[BEGIN Passage given]

[slurm-users] [External] Re: openmpi / UCX / srun

Stijn De Weirdt stijn.deweirdt at ugent.be
Fri Aug 14 12:27:22 UTC 2020


hi max,

> I have set: 'UCX_TLS=tcp,self,sm' on the slurmd's.
> Is it better to build slurm without UCX support or should I simply install
> rdma-core?
i would look into using mellanox ofed with rdma-core, as it is what
mellanox is shifting towards or has already done (not sure what 4.9 has
tbh). or leave the env vars, i think for pmix it's ok unless you have
very large clusters (but i'm no expert here).

> 
> How do I use ucx together with OpenMPI and srun now? 
> It works when I set this manually:
> 'mpirun -np 2 -H lsm218,lsm219 --mca pml ucx -x UCX_TLS=rc -x
> UCX_NET_DEVICES=mlx5_0:1 pingpong 1000 1000'.

[END Passage given]

• _Task to complete_: List each value in the UCX_TLS setting that the mailing-list reply above says was set on the slurmd's.

[BEGIN Record excerpts]

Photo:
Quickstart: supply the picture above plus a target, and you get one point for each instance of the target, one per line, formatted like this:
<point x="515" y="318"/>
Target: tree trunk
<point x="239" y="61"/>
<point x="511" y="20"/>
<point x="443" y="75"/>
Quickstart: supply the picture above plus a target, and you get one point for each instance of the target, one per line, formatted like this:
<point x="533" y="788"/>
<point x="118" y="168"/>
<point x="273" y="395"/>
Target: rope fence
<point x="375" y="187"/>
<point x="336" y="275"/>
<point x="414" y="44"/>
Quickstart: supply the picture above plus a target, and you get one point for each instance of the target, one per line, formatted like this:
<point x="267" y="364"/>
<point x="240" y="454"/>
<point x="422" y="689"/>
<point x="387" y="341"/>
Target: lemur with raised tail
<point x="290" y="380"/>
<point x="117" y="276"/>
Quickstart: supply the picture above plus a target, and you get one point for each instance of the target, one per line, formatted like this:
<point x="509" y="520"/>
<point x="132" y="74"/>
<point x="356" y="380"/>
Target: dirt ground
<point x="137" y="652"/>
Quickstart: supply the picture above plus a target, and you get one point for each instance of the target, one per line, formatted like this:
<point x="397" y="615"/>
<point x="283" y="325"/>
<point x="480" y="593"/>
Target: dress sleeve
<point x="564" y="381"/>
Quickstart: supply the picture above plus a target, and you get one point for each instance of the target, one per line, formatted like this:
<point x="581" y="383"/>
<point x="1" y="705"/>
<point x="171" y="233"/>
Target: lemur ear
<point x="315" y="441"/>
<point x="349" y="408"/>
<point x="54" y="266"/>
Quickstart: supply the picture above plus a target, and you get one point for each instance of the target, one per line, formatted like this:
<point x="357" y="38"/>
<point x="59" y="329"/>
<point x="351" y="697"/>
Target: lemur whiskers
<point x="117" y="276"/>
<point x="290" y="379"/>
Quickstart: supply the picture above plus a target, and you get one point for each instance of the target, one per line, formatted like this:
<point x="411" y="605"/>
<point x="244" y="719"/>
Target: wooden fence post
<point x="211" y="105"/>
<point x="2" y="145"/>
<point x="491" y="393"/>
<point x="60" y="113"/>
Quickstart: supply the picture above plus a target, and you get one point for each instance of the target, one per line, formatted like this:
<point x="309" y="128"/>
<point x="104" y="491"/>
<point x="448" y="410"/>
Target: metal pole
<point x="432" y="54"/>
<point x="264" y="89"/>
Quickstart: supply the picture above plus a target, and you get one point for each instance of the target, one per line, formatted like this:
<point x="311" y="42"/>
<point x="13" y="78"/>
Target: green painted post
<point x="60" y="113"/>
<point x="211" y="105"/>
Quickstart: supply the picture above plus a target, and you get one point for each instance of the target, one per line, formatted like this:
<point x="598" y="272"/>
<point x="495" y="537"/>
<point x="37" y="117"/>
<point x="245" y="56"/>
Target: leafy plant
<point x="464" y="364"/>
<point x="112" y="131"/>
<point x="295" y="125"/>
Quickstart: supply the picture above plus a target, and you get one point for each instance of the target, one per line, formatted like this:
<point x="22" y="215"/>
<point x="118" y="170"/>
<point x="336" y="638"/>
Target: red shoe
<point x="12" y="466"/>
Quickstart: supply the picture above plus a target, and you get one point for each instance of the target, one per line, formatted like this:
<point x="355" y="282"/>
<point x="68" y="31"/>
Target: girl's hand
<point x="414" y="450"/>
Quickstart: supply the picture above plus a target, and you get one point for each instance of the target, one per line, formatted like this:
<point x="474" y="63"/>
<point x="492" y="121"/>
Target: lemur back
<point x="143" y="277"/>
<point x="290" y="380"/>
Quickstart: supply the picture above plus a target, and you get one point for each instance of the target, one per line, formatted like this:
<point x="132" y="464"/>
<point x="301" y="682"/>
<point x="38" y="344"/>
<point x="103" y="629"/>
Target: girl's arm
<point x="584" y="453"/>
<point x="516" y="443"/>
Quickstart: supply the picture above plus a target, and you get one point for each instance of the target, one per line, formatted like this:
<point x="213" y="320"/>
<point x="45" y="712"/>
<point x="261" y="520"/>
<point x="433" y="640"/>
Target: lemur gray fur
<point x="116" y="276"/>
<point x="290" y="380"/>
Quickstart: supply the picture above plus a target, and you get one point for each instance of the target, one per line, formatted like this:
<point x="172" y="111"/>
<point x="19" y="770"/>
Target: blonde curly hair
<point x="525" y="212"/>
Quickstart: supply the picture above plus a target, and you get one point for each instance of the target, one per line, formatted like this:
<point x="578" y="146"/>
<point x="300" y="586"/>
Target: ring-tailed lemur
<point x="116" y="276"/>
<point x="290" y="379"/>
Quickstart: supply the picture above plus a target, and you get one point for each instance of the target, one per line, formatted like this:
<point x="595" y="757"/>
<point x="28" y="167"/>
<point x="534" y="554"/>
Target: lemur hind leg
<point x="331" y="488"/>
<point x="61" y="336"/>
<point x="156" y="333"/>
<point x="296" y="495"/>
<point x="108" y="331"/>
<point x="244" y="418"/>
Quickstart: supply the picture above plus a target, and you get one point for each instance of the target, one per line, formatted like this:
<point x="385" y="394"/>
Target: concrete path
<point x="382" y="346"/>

[END Record excerpts]

• _Finished task_: tcp, self, sm